== Material for this task

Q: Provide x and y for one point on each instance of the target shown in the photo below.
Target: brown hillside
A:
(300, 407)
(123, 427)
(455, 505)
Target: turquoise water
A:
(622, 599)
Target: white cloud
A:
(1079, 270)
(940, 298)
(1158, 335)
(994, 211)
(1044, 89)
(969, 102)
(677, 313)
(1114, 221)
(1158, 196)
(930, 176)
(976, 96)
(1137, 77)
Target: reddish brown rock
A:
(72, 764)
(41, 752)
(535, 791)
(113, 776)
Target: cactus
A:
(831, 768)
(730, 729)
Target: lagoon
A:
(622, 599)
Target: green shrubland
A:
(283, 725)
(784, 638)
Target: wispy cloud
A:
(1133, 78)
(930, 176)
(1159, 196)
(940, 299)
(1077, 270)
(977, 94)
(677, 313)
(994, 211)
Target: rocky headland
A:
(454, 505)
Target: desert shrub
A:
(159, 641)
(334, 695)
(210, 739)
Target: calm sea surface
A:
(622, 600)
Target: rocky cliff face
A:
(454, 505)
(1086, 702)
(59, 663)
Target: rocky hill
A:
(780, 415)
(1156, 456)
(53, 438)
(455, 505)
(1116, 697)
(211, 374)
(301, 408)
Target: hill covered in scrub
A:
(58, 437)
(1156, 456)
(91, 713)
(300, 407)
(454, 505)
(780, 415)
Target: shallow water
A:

====
== Material for this task

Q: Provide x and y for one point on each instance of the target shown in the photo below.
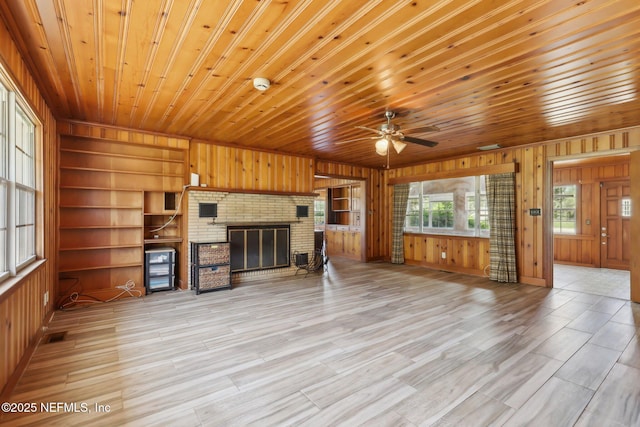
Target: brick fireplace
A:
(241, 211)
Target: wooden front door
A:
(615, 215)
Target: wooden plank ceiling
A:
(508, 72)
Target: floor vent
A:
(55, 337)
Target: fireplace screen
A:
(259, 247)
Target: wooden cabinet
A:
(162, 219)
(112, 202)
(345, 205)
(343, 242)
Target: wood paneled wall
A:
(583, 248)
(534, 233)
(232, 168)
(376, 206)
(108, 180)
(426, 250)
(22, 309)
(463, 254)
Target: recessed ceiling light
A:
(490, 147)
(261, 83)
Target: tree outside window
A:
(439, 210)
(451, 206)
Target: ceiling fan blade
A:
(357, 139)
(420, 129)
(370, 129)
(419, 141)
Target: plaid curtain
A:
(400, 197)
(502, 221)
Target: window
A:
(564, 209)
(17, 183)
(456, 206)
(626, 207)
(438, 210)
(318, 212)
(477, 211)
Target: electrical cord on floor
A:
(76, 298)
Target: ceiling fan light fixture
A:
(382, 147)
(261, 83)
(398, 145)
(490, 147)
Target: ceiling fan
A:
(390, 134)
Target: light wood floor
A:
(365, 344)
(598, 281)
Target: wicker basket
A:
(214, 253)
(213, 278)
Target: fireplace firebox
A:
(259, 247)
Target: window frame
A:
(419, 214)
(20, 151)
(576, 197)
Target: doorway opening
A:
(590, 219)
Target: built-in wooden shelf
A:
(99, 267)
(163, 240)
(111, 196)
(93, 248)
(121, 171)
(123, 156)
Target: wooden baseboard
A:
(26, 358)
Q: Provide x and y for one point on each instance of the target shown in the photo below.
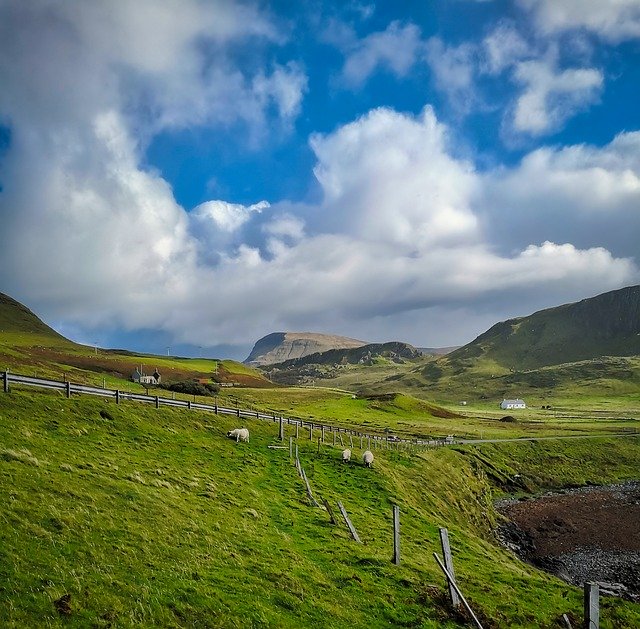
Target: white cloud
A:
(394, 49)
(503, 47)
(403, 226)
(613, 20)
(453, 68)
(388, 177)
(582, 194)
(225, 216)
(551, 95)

====

Work instruction – Check every line of the entries above, and copy those that carry the string "wooden".

Answer box –
Target: wooden front door
Target: wooden plank ceiling
Target: wooden cabinet
Target: built-in wooden shelf
Target: wooden baseboard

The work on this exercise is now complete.